Verantwortungswirtschaft
    LINDNER
    Deutschland hat die Finanz- und Wirtschaftskrisen der vergangenen Jahre erfreulich gut durchgestanden. Dennoch gibt es einen tiefen Vertrauensverlust in die Soziale Marktwirtschaft. Der Staat, die Steuerzahler, wir alle haben Schäden übernehmen müssen, die von einzelnen Spielern an den Kapitalmärkten verursacht wurden. Die Mittelschicht hat den berechtigten Eindruck, das Wachstum komme bei ihr nicht mehr an. Wochenzeitungen fragen in ihren Überschriften nach »Alternativen zum Kapitalismus«. Ausgerechnet in Deutschland wachsen die Zweifel, ob Marktwirtschaft überhaupt sozial sein kann. Ich treffe überzeugte Marktwirtschaftler, etwa einen Handwerksmeister, die einerseits die bürokratischen Fesseln im Alltag beklagen, sich andererseits aber den entfesselten Kapitalmärkten schutzlos ausgeliefert fühlen.
    GENSCHER
    Der Vertrauensverlust in die Marktwirtschaft, den Sie schildern, ist angesichts der Ereignisse der letzten Jahre nicht überraschend und nicht unverdient. Aber wir haben es nicht zu tun mit Mängeln der Sozialen Marktwirtschaft, sondern mit Defiziten bei ihrer Praktizierung. Ich möchte deshalb bewusst daran erinnern, dass man sich mit Recht nach dem Zweiten Weltkrieg für die Soziale Marktwirtschaft entschieden hat. Dem entspricht auch unser Grundgesetz, das unseren Staat definiert als freiheitlichen und als sozialen Rechtsstaat. Beide Begriffe stehen dort. Das Grundgesetz schreibt keine Wirtschaftsordnung vor, es hält nur fest: ein sozialer Rechtsstaat – das ist wichtig. Für uns als Liberale ist schon vom Menschenbild her der soziale Rechtsstaat eine pure Selbstverständlichkeit. Und das muss so bleiben. Das schließt das Postulat »soziale Gerechtigkeit« ein.

Einträge zur Beschriftung von Objektpositionen >>
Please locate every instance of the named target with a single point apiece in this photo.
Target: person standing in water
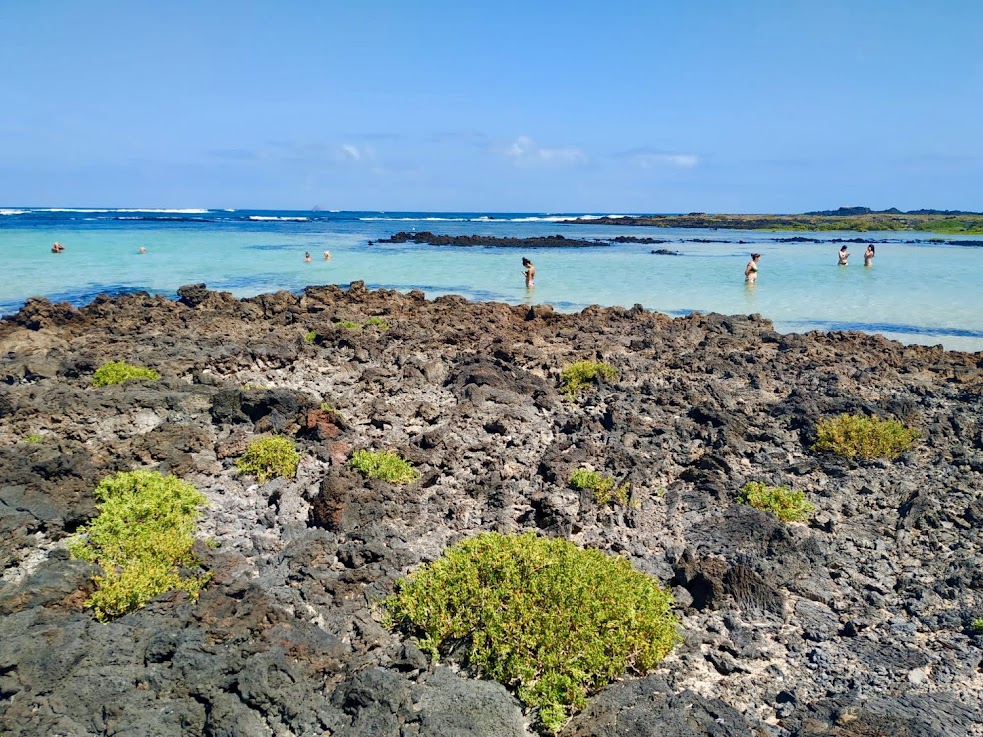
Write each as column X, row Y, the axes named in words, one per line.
column 751, row 270
column 530, row 273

Was zu tun ist >>
Prüfe, ob die Aussagen (a) bis (c) mit dem Textauszug übereinstimmen, und beantworte jede mit Ja oder Nein samt den entscheidenden Worten des Textauszugs als wörtliches Zitat.
(a) Laut Genscher schreibt das Grundgesetz eine bestimmte Wirtschaftsordnung vor.
(b) Lindner zufolge hat Deutschland die Finanz- und Wirtschaftskrisen der vergangenen Jahre gut durchgestanden.
(c) Genscher führt den Vertrauensverlust auf Mängel der Sozialen Marktwirtschaft selbst zurück.

Lösung der Aufgabe >>
(a) Nein: „Das Grundgesetz schreibt keine Wirtschaftsordnung vor“
(b) Ja: „Deutschland hat die Finanz- und Wirtschaftskrisen der vergangenen Jahre erfreulich gut durchgestanden.“
(c) Nein: „Aber wir haben es nicht zu tun mit Mängeln der Sozialen Marktwirtschaft, sondern mit Defiziten bei ihrer Praktizierung.“